Prompt: Convert the records below into a Markdown table with the columns Row and Line, one line per row and no blank lines. Start at the line containing "Place one point on every instance of the balcony" and end at the last line of the records.

Data provided:

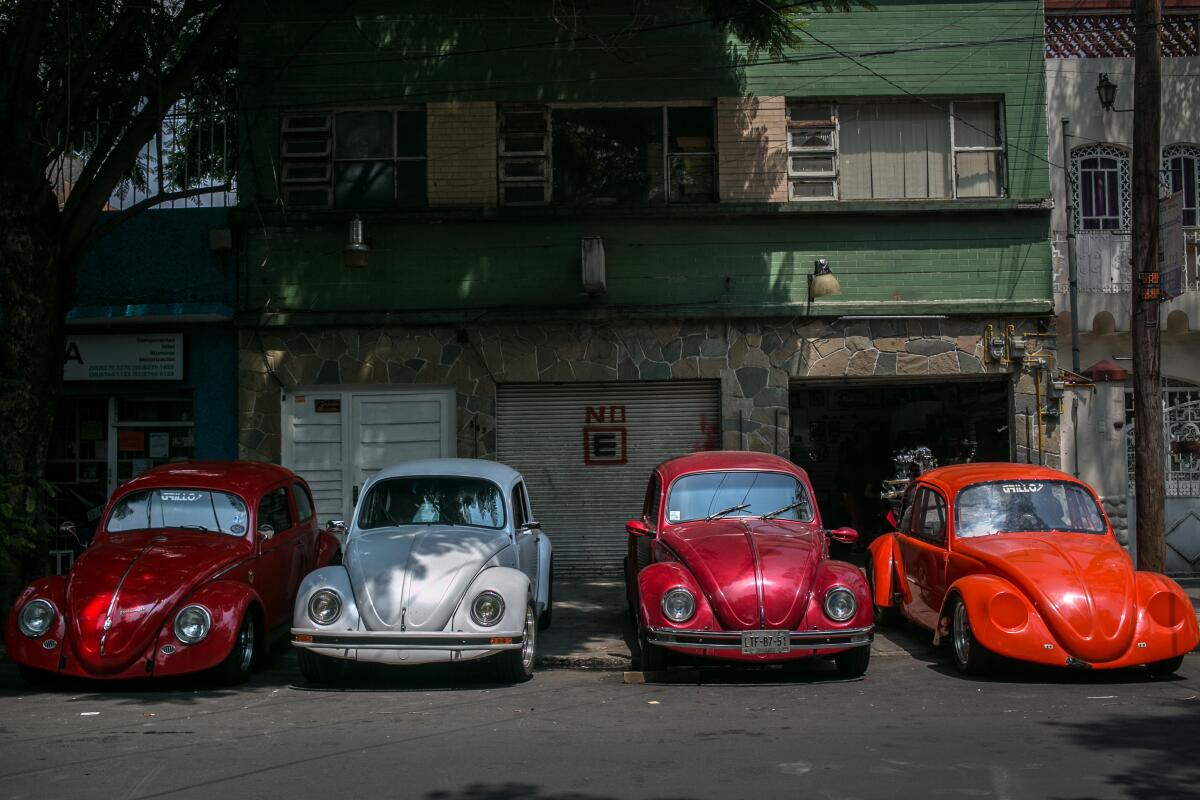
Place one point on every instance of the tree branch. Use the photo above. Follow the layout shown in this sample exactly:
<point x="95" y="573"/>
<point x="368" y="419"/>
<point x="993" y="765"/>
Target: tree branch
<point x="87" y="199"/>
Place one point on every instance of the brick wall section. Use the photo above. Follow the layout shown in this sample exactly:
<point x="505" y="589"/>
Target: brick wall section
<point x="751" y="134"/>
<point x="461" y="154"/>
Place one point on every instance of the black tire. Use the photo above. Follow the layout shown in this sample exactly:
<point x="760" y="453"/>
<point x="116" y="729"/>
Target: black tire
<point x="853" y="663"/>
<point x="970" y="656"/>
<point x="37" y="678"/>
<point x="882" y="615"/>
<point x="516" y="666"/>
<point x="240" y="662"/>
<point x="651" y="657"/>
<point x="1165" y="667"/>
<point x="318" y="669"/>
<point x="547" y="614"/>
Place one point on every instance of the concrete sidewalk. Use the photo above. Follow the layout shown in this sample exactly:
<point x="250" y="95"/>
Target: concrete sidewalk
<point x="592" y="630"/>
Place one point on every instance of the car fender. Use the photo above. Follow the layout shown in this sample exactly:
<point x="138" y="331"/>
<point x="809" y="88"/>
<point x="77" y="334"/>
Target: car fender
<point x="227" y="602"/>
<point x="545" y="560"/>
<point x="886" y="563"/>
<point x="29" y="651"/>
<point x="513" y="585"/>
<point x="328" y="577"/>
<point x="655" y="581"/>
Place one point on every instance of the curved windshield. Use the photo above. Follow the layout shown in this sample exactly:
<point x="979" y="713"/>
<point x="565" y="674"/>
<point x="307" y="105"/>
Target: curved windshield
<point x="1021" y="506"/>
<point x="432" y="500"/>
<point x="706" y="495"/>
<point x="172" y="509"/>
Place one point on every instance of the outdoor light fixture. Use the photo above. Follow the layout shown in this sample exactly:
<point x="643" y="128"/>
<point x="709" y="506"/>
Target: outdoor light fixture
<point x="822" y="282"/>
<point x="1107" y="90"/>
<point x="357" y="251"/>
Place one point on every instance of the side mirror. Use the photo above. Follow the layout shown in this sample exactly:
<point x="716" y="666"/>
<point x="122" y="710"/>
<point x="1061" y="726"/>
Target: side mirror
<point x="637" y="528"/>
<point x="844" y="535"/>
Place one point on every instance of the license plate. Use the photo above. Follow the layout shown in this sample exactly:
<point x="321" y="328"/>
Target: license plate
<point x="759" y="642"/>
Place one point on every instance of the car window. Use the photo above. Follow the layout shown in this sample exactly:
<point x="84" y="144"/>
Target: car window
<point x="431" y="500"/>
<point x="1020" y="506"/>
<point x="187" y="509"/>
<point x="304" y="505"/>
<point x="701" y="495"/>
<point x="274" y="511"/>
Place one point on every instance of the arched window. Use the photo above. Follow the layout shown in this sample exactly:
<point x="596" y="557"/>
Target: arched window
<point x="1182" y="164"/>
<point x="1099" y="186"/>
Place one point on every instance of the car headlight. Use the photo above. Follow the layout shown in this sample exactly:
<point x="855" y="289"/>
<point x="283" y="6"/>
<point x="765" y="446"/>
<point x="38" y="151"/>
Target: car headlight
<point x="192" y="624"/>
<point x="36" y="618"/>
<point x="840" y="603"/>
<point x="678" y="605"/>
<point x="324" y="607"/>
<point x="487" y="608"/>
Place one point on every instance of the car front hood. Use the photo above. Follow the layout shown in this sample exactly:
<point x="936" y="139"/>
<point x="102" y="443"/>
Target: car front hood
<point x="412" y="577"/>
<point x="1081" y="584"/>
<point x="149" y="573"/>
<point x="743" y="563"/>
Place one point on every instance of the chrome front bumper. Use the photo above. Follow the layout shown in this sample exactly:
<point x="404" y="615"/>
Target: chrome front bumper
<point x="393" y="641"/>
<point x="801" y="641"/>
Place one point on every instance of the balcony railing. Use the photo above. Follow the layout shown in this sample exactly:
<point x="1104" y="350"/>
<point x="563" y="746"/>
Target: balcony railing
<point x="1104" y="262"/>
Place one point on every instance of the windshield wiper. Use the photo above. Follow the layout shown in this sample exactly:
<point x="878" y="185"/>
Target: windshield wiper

Solution to the problem:
| Row | Line |
|---|---|
| 1 | Place one point on every instance of the balcony railing. Use the photo above. Follow the layout shown in this sample exactly: |
| 2 | <point x="1104" y="350"/> |
| 3 | <point x="563" y="746"/> |
| 4 | Target: balcony railing |
| 5 | <point x="1104" y="262"/> |
| 6 | Place one point on every instance of the windshield wiper. Use the photo above. Follow the layout shown in this sample exactly: |
| 7 | <point x="878" y="185"/> |
| 8 | Target: windshield wiper |